Stated problem: Reproduce the data below with "single marker" switched to "single dot" at every occurrence and everything else left unchanged. Omit the pictures from your answer.

Input records:
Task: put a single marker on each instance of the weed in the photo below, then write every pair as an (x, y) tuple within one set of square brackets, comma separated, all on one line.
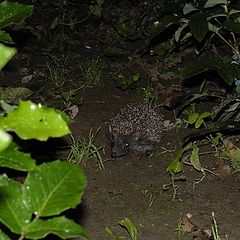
[(82, 150), (128, 225), (92, 71), (70, 98), (96, 9), (125, 82)]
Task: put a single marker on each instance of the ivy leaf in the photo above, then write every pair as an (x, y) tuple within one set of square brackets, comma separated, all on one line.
[(212, 3), (6, 53), (5, 37), (192, 118), (199, 25), (13, 12), (188, 8), (3, 236), (31, 121), (11, 157), (177, 34), (60, 226), (53, 187), (194, 159), (13, 211)]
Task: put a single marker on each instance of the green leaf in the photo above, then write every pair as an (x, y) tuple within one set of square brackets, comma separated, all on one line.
[(13, 211), (5, 140), (194, 159), (6, 53), (226, 70), (232, 26), (234, 11), (204, 115), (188, 8), (177, 34), (3, 236), (11, 94), (54, 187), (198, 123), (13, 12), (213, 28), (32, 121), (212, 3), (13, 158), (5, 37), (199, 25), (162, 25), (130, 226), (192, 118), (60, 226), (175, 166)]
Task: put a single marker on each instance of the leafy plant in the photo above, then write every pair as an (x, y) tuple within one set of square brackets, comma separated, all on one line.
[(204, 24), (31, 209), (82, 150), (125, 82), (92, 71), (96, 9), (12, 13)]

Result of the task:
Task: put a single dot on each instance of the weed in the photo below, then write every pair as an (x, y) tuple within one set of square brackets, comma separated, all on one line.
[(82, 150), (128, 225), (92, 71), (70, 98), (96, 9), (125, 82)]
Task: put a single dot on each instance of the ivy leaf in the photo above, then write every pair as an (x, y) tuple within one set of square brackets, comma separated, all on one line.
[(212, 3), (6, 53), (5, 37), (192, 118), (199, 25), (13, 12), (188, 8), (3, 236), (31, 121), (11, 157), (177, 34), (60, 226), (53, 187), (194, 159), (13, 211)]
Task: put a single dot on each instance of the green leaf in the photo above, then write every pair as an (x, y) tuple within one set of square brackets, comma separated, all on one line.
[(13, 211), (5, 140), (194, 159), (6, 53), (226, 70), (232, 26), (234, 11), (204, 115), (188, 8), (177, 34), (3, 236), (11, 94), (54, 187), (198, 123), (13, 12), (213, 28), (32, 121), (212, 3), (13, 158), (5, 37), (199, 25), (162, 25), (130, 226), (192, 118), (60, 226), (175, 166)]
Task: put a single dot on each instance of the leafy plant in the photo above, then write every pair as an (x, y) tuple within one set of square brackets, comma separated, all on one line.
[(204, 24), (31, 209), (82, 150), (125, 82), (92, 71), (96, 9), (12, 13)]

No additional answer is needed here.